>> BEGIN ENTRIES SHOWN

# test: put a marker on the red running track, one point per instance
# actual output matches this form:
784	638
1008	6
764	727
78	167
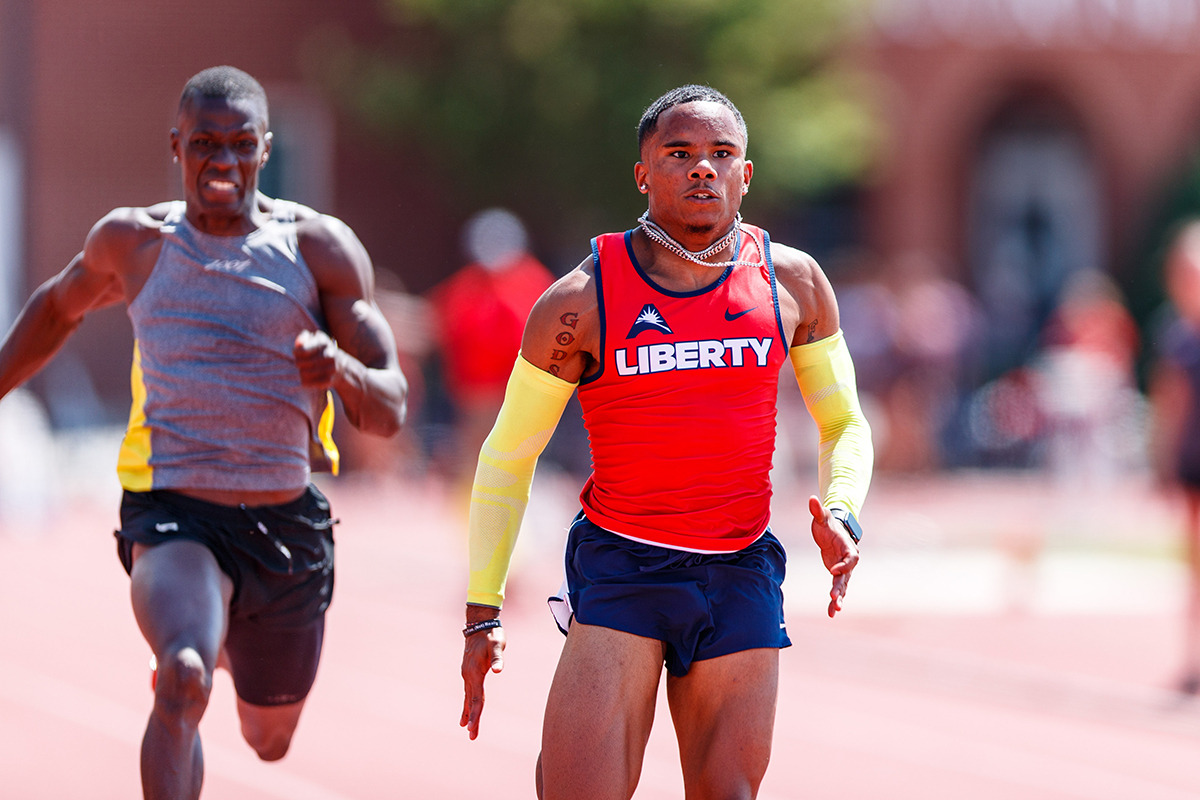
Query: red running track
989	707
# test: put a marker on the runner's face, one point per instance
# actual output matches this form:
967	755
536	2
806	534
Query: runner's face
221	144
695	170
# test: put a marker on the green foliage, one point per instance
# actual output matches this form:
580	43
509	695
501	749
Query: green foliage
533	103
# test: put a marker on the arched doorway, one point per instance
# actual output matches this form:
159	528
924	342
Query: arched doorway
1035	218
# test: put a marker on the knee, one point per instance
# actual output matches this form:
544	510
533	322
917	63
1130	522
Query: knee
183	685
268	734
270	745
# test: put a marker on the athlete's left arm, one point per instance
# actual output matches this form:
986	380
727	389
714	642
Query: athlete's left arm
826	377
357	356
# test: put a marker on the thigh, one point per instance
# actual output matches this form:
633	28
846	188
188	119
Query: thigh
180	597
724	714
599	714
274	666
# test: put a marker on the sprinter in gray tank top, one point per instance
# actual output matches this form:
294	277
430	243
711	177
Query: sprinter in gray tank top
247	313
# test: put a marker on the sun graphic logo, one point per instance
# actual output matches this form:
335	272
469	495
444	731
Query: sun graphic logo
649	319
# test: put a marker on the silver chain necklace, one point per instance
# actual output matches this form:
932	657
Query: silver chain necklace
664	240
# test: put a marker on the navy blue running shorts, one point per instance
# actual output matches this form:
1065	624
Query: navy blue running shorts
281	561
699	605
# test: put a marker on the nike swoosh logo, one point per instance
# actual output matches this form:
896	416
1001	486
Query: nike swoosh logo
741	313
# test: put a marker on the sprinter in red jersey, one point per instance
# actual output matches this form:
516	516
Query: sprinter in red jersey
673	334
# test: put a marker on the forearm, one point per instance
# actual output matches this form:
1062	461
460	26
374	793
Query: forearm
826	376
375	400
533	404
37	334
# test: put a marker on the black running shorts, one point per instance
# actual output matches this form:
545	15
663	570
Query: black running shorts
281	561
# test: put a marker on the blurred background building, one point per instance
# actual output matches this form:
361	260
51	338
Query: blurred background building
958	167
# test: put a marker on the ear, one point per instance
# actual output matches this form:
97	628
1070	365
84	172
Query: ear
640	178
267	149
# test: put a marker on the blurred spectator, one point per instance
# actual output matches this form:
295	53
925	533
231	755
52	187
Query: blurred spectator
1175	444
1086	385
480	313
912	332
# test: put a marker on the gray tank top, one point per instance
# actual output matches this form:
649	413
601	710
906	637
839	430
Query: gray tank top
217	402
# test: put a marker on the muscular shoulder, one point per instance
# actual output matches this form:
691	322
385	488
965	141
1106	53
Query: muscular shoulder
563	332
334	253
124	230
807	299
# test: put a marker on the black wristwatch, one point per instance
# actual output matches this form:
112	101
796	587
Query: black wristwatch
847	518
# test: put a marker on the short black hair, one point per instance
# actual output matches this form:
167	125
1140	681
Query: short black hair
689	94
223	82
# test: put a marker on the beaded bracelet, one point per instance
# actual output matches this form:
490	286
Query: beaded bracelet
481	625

>> END ENTRIES SHOWN
>> BEGIN ENTRIES SHOWN

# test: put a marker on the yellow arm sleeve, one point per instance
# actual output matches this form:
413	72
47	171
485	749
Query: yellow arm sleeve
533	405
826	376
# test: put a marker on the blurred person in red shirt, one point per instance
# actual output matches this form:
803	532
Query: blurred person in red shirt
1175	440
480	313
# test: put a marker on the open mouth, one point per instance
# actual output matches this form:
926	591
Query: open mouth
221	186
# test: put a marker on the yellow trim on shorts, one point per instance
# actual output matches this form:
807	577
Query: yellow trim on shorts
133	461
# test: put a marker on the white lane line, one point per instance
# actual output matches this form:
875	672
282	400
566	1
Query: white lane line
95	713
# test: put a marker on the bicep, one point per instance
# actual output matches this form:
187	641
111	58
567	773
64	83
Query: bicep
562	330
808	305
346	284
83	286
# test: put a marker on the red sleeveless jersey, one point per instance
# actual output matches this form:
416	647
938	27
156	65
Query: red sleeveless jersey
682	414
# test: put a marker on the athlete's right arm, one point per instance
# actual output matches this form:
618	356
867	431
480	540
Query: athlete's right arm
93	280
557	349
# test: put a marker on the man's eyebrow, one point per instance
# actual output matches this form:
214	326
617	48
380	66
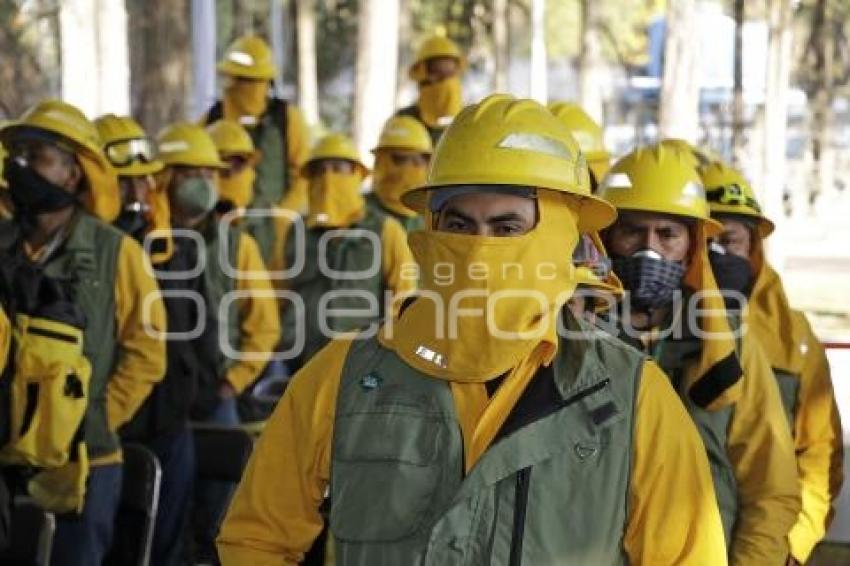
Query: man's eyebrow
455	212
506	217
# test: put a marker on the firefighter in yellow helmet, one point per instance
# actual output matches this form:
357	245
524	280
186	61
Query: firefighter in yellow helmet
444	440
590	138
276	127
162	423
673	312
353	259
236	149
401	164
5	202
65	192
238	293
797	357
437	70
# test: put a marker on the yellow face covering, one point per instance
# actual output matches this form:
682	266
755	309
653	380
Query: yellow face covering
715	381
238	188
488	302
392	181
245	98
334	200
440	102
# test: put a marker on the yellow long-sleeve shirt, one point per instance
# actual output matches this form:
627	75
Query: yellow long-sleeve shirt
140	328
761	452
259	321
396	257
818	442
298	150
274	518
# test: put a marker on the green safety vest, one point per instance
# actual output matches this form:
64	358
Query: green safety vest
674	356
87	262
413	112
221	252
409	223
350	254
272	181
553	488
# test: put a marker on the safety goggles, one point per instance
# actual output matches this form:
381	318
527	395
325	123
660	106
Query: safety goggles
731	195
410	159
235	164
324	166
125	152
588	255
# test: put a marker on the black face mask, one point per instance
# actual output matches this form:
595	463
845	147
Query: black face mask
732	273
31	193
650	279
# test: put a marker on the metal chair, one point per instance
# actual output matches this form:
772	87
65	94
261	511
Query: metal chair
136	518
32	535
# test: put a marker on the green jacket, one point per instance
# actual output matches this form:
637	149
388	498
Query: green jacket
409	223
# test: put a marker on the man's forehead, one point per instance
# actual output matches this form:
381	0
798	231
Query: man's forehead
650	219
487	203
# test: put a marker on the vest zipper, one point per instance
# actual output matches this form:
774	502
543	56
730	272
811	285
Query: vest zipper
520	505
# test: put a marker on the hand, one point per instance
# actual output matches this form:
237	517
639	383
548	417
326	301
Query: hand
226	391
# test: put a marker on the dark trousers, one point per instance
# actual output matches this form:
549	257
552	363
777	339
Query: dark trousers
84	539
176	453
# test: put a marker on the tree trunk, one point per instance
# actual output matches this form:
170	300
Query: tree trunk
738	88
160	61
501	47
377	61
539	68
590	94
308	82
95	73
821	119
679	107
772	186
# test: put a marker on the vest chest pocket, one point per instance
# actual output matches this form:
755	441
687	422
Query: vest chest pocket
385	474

>> END ENTRIES SHOWN

TASK DETAILS. Extract every line of the material above that contains the string "bracelet".

OUTPUT FOR THIS EXERCISE.
# test: put a marker on the beaded bracelet, one point per instance
Query: beaded bracelet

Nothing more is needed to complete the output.